[BEGIN LISTING]

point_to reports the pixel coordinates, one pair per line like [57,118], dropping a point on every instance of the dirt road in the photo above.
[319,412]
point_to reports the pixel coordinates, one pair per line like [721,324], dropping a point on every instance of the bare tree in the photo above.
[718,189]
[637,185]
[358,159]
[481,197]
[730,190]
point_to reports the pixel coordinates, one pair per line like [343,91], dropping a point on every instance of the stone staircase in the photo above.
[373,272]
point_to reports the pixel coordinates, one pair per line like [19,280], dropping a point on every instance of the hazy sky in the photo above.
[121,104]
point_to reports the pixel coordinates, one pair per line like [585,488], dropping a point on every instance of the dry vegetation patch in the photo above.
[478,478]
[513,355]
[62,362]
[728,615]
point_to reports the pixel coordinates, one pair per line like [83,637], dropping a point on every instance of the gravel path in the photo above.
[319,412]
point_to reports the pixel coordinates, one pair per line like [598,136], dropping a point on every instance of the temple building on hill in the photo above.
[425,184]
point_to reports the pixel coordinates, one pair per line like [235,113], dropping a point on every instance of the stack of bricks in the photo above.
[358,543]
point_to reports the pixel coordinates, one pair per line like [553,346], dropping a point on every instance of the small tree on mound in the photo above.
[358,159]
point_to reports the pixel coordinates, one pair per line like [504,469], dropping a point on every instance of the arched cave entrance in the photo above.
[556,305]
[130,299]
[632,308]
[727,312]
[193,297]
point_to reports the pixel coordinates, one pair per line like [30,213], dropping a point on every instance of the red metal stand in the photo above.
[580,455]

[END LISTING]

● **SET EXERCISE**
Output the entries verbatim.

● **SOLUTION TO THIS PROBLEM**
point_to reports the pixel coordinates, one pair per line like [57,118], dropping a point on every instance of the dirt road in the photo above.
[319,412]
point_to reports the pixel coordinates, one pair per line like [721,324], dropping a point on every instance of the bare tree in the photo above.
[718,189]
[637,185]
[358,159]
[481,197]
[730,190]
point_to reports the pixel coordinates, one pair per line like [343,91], dropping a point on every instance of the stone staircase in the photo above.
[373,272]
point_to reports the pixel coordinates, one pair per line like [19,280], dropping a point on every instance of the hazy sky in the photo above.
[121,104]
point_to reports the pixel coordinates, one pair per line like [585,488], dropping a point on every instance of the dry vegetation patch in the photo above.
[478,478]
[513,355]
[62,362]
[728,615]
point_to reports the pixel coordinates, one pair per line like [83,637], dropping a point on every instance of the gravel path in the photo above.
[319,412]
point_to reports the pixel coordinates, one pair per line like [598,136], dropping a point on every instance of the temple building on hill in the photo above.
[425,184]
point_to reports the pixel coordinates, one pair per line like [235,113], dropping a point on every instance of the stack of bricks in the photo above.
[358,543]
point_to reports the pixel coordinates, one pair per line like [553,346], dropping a point on every instance of the small tree on mound in the photo above.
[358,159]
point_to reports the pixel coordinates, one pair per line like [504,469], dropping a point on every instance of the arched cave entrance in the photo above.
[556,305]
[130,299]
[632,308]
[727,312]
[193,297]
point_to reports the pixel coordinates, one pair per line like [30,213], dropping a point on every instance of the red metal stand in the photo above.
[580,455]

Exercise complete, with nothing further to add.